● **TEXT PASSAGE**
+ + +
FL Op-Ed Nails Where "Gun Control" Efforts Should Focus

(AP Photo/Lisa Marie Pane)

Gun control basically hinges on the idea that if you remove a weapon from the equation, you won’t have violent crime. At least, you won’t anywhere near to the degree we currently have. It seems none of these people have ever heard of any other weapon with which to kill someone other than a firearm.


Yet people kill with all kinds of things. For example, more people are murdered with blunt instruments than with AR-15s every year.

So it was refreshing to see a column from Ocala, Florida where the author thinks gun control efforts should be focused elsewhere.

Responding to Thomas Gabor, he may have written a book, but his grasp of facts is wanting. To begin with, he claims the AR-15 is a “military-style weapon.” In actuality, the AR-15 was originally a civilian rifle and the cartridge was developed to kill varmints (prairie dogs, gophers, etc.). It only became the basis, with select-fire capability, of a military rifle after the Army decided to test it primarily due to the fact that the smaller cartridge was lighter than the 7.62 x 58 mm (.308) cartridge and a soldier could carry more of them.

Like everyone else crying for gun control, he ignores the cause and focuses on the symptom. Semi-automatic firearms have been around since at least 1893 (Borchardt pistol). The Germans used extended box magazines late in World War I. Only recently have we seen the horrific increase in mass shootings. So, what changed?

The change has been in teaching people “It’s all about me.” Trophies and ribbons for participating. Graduation from pre-school, elementary school, and middle school. The drum-beat of evolution, where Dawkins says “We are merely dancing to the tune of our genes.”. Even though we have never been a truly Christian nation, we were taught there was a God who said it was wrong to kill another human being and our court system generally brought swift punishment. Now, even if (not when) the killers are caught, justice is dragged out for many years. So it becomes a sense of killing doesn’t matter.


Even if you don’t agree with the author’s particular focus, there’s really no argument against focusing on the people who commit these horrible acts rather than on the tool they used. As I tend to put it, stop focusing on the tool and start focusing on the tool using it.

If you don’t, you won’t create a less violent society. Instead, at best, you’re only going to shift them to use other weapons.

In 2019, there were almost 1,500 murders with knives or other cutting tools. When compared with 6,368 murders with handguns listed from the same source, that doesn’t sound like a problem. But do you really think that if you did away with handguns entirely, the number of knife murders would remain the same?

Or, do you think that at least some of those handgun users would have used a knife instead? If some of them would, why wouldn’t many of the rest of them?

You’re not stopping the problem. You’re just shifting it.

But if you focus on the real problem, which is people, then maybe you can actually put a stop to it overall. Address the people issue and it won’t matter if there’s access to guns or not because they won’t be trying to kill anyone.


Focus not on the tool but the tool using it. That way you can stop the problem at the source and not just shift the statistic.
+ + +
● **DATA RECORDS**
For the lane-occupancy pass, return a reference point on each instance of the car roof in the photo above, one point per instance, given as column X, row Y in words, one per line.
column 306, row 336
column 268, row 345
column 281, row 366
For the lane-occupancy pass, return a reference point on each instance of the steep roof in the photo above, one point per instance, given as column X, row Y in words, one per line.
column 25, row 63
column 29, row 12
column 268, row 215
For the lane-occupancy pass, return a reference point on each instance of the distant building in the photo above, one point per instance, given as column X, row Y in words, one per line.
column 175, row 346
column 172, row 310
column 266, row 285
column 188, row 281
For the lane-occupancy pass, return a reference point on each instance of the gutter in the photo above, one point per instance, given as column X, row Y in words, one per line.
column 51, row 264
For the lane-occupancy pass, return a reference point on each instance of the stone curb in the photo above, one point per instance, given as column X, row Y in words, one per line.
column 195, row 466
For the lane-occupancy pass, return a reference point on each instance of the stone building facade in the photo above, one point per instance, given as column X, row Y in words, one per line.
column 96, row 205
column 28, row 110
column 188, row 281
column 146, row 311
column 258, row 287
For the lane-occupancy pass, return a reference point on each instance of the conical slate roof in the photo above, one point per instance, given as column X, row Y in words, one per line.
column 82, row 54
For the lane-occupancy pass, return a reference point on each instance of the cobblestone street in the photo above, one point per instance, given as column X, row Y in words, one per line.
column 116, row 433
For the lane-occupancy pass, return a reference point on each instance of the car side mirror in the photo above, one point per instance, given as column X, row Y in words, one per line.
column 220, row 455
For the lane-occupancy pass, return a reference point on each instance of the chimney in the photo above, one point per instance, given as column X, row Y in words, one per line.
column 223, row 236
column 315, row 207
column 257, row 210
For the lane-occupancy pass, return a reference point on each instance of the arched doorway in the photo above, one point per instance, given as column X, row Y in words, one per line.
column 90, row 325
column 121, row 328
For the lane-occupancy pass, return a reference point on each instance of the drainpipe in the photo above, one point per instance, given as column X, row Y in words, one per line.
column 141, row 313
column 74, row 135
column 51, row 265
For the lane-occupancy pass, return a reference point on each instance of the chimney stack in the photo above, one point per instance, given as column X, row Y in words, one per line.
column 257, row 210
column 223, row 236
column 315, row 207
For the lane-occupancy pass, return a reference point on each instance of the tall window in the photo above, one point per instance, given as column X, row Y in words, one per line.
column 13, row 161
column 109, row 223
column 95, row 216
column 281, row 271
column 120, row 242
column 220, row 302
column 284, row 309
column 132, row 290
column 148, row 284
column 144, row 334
+ + +
● **TASKS AND EXERCISES**
(1) According to the gun control article, how many murders with handguns occurred in 2019?
(2) Reproduce the stretch of the gun control article from "In 2019, there" through "just shifting it.".
The data are separate material and are not part of the gun control article.

● **SOLUTION SET**
(1) 6,368

(2)
In 2019, there were almost 1,500 murders with knives or other cutting tools. When compared with 6,368 murders with handguns listed from the same source, that doesn’t sound like a problem. But do you really think that if you did away with handguns entirely, the number of knife murders would remain the same?

Or, do you think that at least some of those handgun users would have used a knife instead? If some of them would, why wouldn’t many of the rest of them?

You’re not stopping the problem. You’re just shifting it.